╭─ Records to process

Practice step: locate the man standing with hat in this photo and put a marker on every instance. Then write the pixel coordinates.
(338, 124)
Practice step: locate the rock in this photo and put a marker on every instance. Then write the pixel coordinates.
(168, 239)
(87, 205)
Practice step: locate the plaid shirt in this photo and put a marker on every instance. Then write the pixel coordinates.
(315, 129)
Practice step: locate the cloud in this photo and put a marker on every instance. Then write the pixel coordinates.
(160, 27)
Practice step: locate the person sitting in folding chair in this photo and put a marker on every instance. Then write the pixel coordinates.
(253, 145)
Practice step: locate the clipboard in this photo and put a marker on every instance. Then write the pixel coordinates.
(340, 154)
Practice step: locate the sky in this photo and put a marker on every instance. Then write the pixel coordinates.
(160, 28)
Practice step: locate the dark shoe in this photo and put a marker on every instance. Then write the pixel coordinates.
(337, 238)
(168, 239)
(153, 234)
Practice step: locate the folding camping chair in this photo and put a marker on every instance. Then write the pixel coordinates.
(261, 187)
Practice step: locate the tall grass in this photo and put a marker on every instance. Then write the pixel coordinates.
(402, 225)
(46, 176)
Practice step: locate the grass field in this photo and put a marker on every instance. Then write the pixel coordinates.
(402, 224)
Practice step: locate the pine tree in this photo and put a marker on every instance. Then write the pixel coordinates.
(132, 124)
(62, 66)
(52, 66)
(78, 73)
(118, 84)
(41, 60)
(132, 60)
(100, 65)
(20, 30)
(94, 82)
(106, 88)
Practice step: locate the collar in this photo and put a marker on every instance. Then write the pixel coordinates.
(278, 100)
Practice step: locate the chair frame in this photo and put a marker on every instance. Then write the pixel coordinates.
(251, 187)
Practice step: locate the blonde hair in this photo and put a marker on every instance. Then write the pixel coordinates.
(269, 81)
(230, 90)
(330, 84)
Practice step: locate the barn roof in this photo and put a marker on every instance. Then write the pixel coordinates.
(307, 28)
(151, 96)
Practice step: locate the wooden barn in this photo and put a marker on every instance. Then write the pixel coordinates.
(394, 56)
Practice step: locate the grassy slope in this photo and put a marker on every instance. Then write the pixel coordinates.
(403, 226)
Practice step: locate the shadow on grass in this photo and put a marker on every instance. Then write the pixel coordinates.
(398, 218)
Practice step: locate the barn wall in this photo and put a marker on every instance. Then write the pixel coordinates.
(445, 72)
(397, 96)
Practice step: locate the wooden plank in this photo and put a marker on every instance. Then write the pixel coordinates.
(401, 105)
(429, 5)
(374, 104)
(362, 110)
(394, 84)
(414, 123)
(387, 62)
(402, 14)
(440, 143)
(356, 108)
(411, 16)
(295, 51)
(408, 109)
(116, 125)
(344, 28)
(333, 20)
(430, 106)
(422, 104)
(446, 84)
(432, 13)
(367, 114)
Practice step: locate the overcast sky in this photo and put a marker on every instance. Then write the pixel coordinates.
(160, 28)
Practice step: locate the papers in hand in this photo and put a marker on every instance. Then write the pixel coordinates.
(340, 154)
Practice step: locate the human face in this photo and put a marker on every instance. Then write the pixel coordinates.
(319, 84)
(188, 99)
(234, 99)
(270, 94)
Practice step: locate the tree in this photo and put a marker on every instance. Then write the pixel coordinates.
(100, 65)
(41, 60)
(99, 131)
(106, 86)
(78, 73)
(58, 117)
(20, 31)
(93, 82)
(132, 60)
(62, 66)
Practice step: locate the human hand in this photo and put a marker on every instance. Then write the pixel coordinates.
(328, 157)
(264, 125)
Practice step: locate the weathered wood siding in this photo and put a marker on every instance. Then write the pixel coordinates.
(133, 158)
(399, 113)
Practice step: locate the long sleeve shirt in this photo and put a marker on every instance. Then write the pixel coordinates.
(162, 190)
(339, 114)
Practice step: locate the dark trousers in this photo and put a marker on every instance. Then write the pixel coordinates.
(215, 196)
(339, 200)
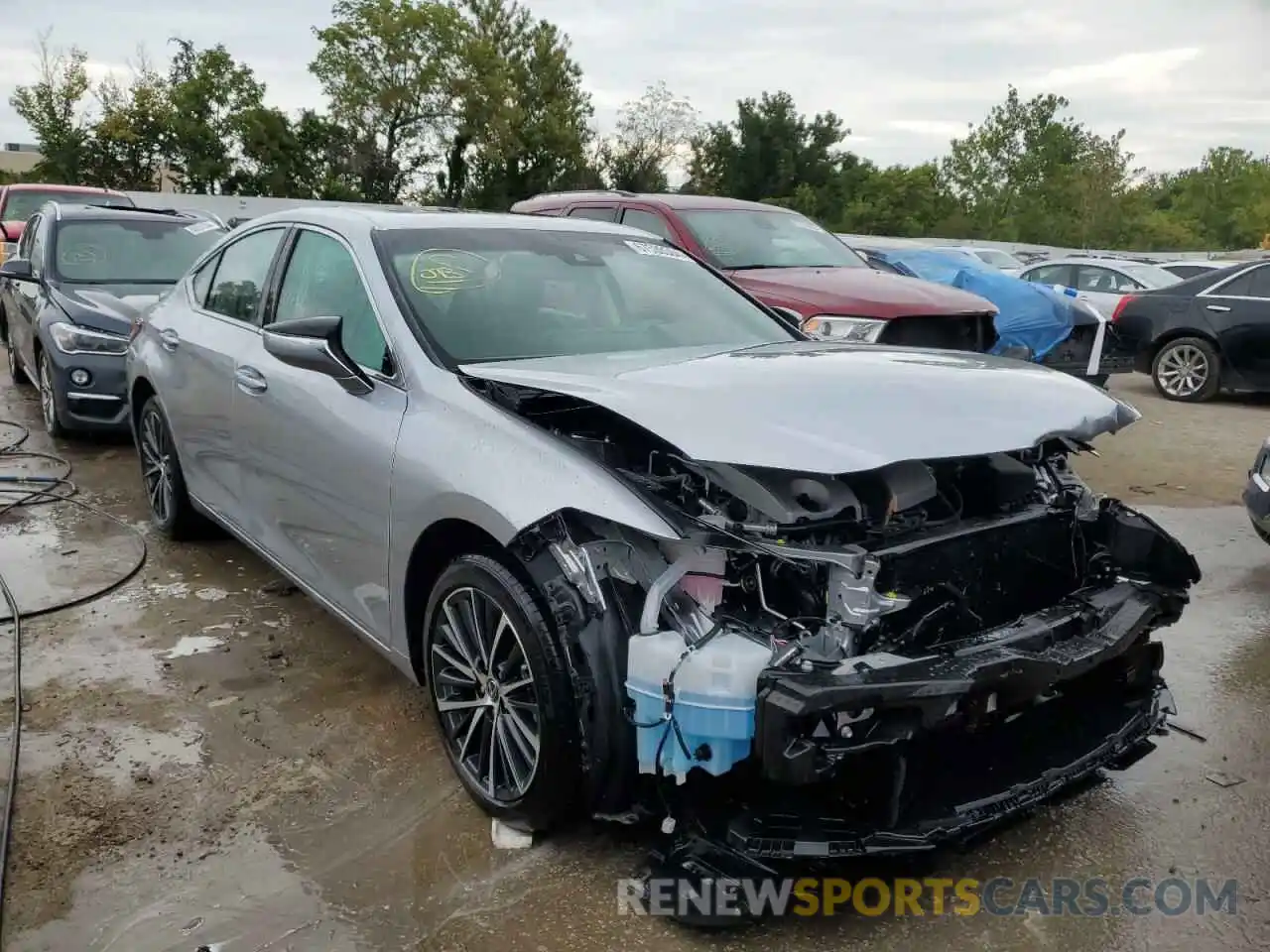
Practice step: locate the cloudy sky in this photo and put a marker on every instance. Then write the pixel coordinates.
(906, 75)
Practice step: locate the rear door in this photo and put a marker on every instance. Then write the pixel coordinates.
(318, 460)
(200, 333)
(1238, 312)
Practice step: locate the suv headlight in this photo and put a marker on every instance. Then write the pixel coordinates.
(861, 330)
(80, 340)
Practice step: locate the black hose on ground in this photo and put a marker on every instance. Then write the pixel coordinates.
(26, 490)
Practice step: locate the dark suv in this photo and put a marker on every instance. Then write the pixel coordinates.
(790, 263)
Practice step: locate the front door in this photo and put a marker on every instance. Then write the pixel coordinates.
(211, 318)
(318, 460)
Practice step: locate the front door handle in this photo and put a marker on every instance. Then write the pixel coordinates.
(250, 380)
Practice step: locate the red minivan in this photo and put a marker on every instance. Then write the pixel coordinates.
(21, 200)
(792, 264)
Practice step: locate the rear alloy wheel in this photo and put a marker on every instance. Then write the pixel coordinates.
(500, 693)
(49, 399)
(1188, 370)
(171, 509)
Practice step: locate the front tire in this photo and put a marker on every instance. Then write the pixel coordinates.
(54, 424)
(502, 694)
(1188, 370)
(171, 511)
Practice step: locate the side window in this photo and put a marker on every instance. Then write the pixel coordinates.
(28, 235)
(39, 229)
(321, 281)
(1052, 275)
(648, 221)
(607, 212)
(1238, 287)
(202, 281)
(1260, 282)
(239, 284)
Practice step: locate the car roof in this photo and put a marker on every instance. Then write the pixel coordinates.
(671, 199)
(54, 186)
(398, 218)
(1093, 262)
(72, 211)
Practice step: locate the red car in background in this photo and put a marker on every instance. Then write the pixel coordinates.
(21, 200)
(792, 264)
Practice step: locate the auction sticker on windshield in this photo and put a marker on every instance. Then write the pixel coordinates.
(445, 271)
(645, 248)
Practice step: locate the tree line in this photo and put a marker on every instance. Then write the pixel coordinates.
(479, 103)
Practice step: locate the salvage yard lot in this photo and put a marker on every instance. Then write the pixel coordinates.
(208, 760)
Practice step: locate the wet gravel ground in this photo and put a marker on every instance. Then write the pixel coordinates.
(209, 763)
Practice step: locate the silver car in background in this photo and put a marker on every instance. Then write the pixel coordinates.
(629, 525)
(1100, 281)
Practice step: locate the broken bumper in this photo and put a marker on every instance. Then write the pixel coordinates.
(956, 742)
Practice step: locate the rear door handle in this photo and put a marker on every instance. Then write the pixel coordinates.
(250, 380)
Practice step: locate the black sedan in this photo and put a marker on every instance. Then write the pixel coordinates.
(1206, 334)
(68, 296)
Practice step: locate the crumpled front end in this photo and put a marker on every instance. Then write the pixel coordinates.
(846, 665)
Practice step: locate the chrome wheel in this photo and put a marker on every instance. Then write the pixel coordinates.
(1183, 371)
(48, 402)
(157, 467)
(485, 694)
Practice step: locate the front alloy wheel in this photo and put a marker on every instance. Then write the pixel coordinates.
(49, 399)
(171, 509)
(1187, 370)
(502, 693)
(484, 693)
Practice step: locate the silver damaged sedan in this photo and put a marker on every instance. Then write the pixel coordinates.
(649, 548)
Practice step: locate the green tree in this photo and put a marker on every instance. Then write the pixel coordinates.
(770, 151)
(388, 70)
(132, 136)
(54, 108)
(652, 132)
(521, 117)
(211, 95)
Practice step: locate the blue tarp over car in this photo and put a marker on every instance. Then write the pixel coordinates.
(1032, 315)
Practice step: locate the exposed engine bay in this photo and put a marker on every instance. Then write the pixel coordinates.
(842, 635)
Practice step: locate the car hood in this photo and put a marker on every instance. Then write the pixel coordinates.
(826, 408)
(856, 293)
(108, 311)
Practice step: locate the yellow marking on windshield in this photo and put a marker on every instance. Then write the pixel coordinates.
(441, 271)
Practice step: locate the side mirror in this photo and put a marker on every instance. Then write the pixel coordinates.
(314, 344)
(17, 268)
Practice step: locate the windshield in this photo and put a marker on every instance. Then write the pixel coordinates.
(747, 238)
(1150, 275)
(515, 294)
(997, 258)
(131, 252)
(23, 203)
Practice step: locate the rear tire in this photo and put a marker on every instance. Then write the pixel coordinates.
(502, 694)
(164, 483)
(1188, 370)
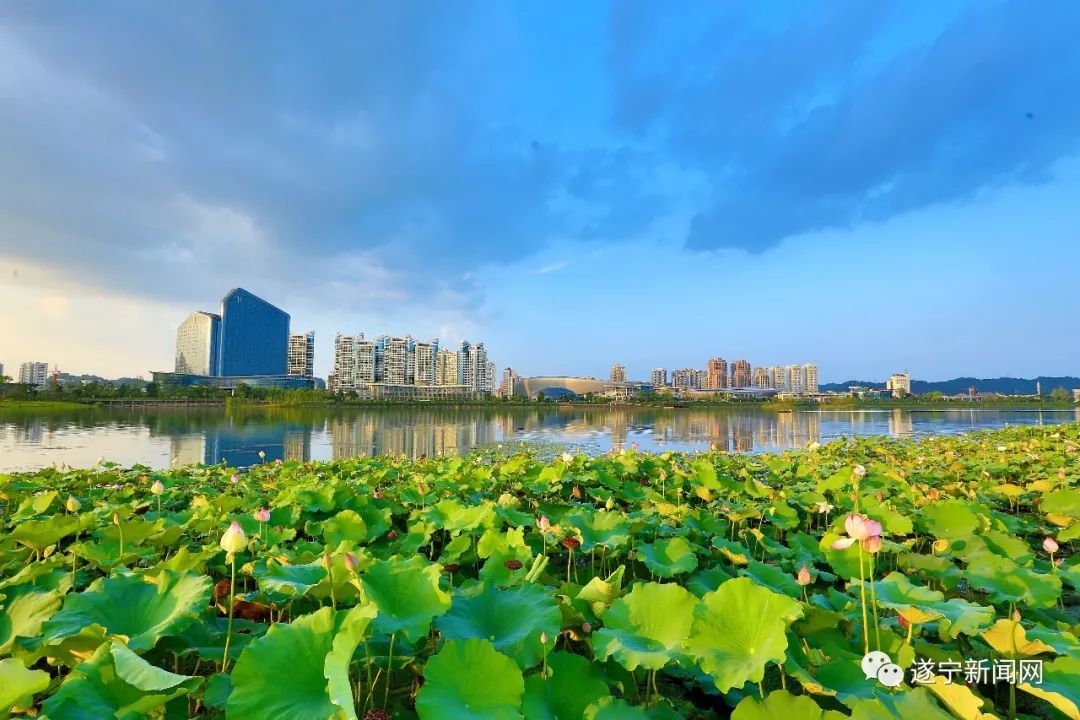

╰─

What to produce> Copy word for word the part of the records that opens with the line containing "Practice step: locate the car hood" and runs through the end of the records, including both ends. Leave the pictures out of your answer.

Solved problem>
Practice step: locate the car hood in this photo and put a marker on every instance. Then write the pixel coordinates.
(826, 408)
(856, 293)
(108, 311)
Practice step: locate the yellow marking on windshield in this photo and put a marker on every instance. Then write the pixel coordinates.
(441, 271)
Practice step: locate the side mirror in this photo and put a marker on every instance. Then write the pixel coordinates.
(314, 344)
(17, 268)
Practice step: locate the windshield in this photo and put a marker on every instance. Then write the pixel coordinates.
(747, 238)
(1150, 275)
(515, 294)
(997, 258)
(131, 252)
(23, 203)
Practice step: locate the rear tire in this photo and put a marker on every instance. Then write the pixel coordinates.
(502, 694)
(164, 483)
(1188, 370)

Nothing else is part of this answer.